[Stored dataset items]
+ + +
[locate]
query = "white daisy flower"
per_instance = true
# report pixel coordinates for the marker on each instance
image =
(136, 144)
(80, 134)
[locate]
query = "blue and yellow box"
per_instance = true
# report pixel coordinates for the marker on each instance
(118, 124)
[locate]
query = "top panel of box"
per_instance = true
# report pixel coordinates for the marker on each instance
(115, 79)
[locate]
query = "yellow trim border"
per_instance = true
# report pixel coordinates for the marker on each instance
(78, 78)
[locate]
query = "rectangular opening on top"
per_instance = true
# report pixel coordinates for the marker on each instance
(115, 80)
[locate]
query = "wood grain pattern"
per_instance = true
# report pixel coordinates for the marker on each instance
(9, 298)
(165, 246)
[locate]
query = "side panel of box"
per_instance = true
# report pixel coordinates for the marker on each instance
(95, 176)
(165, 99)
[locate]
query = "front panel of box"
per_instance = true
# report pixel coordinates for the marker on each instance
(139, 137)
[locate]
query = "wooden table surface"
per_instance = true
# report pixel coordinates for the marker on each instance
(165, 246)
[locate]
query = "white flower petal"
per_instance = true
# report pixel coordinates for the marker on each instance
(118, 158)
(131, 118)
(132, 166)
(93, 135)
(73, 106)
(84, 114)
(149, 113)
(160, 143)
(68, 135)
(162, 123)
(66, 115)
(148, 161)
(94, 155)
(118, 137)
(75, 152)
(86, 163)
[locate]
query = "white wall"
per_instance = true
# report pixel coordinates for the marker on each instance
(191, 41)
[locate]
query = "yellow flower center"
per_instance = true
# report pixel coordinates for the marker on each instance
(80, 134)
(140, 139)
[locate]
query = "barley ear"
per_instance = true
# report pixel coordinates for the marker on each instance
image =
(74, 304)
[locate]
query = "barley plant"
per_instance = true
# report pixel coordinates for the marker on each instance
+ + +
Work instruction »
Extract all lines of the records above that include "flower".

Expected answer »
query = "white daisy flower"
query = "white flower petal"
query = "yellow flower center"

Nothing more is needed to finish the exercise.